▶ [OBJECTIVE]
Arrange the lines of the listing below as a JSON list of strings, one string per line with blank lines left out. Start with the line containing "of the t-shirt" and continue through the end of the listing.

--- Start ENTRIES PROVIDED ---

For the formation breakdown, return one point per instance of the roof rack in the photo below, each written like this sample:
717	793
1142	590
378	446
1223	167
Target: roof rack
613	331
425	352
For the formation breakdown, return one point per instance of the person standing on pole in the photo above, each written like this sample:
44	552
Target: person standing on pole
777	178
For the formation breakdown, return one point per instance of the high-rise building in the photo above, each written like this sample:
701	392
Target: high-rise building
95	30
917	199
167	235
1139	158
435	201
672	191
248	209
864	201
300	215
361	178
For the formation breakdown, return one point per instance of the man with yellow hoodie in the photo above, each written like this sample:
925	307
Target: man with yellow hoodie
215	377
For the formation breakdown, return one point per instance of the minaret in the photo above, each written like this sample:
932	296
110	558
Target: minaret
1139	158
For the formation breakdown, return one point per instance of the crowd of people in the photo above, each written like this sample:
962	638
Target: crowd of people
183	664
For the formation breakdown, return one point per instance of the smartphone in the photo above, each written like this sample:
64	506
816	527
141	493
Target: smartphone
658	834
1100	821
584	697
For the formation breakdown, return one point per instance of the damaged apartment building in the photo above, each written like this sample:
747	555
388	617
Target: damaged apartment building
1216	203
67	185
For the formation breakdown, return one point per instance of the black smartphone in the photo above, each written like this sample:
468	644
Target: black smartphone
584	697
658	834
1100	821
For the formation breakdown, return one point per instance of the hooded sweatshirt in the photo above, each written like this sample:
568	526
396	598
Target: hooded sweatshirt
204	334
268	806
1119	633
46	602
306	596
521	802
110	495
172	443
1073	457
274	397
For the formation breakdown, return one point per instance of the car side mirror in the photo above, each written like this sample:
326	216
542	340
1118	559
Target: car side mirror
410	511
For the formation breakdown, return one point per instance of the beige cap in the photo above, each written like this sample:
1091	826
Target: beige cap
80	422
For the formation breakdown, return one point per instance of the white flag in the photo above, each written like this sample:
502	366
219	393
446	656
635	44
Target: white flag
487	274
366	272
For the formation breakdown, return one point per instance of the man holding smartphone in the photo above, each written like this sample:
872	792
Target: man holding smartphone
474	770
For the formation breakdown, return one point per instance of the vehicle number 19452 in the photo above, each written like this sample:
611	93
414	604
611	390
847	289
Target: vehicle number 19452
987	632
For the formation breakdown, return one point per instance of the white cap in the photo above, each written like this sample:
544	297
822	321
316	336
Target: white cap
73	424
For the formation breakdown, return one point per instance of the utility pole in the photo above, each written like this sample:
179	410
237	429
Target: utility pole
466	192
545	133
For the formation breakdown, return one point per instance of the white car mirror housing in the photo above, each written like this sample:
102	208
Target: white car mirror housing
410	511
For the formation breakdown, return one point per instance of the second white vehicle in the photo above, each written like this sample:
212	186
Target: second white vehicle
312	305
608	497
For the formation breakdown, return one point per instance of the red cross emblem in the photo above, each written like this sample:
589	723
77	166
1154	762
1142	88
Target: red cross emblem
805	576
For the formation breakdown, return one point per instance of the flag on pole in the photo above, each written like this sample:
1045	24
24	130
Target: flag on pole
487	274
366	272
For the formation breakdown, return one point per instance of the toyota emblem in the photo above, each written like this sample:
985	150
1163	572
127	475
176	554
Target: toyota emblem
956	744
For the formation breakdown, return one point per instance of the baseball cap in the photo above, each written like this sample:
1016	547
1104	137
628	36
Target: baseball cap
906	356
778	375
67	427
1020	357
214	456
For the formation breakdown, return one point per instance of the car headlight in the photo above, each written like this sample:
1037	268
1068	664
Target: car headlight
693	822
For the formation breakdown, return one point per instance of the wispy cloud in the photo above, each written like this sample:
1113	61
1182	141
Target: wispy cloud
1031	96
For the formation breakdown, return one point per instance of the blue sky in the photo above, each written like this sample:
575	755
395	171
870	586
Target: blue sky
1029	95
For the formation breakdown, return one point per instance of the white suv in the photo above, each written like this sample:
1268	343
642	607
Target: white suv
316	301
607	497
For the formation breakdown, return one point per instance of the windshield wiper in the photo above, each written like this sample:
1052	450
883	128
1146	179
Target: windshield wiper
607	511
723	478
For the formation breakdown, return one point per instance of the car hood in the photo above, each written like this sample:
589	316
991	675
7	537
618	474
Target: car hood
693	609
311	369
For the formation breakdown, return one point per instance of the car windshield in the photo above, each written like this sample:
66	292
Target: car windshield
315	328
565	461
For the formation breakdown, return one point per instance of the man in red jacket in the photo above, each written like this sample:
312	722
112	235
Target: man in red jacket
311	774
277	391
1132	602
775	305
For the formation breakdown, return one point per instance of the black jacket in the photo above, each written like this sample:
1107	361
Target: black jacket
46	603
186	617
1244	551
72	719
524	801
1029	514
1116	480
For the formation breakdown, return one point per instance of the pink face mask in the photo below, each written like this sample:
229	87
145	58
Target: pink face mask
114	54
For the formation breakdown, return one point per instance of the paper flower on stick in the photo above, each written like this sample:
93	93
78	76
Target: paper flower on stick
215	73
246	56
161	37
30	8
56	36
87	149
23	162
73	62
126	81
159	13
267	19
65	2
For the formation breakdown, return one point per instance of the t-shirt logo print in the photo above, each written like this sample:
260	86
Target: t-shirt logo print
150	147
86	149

--- End ENTRIES PROVIDED ---

▶ [RIGHT ANSWER]
[
  "For the formation breakdown, return one point per instance of the t-shirt logo print in the photo above, each written like this sample:",
  "260\t86",
  "Target: t-shirt logo print",
  "150\t147",
  "86\t149"
]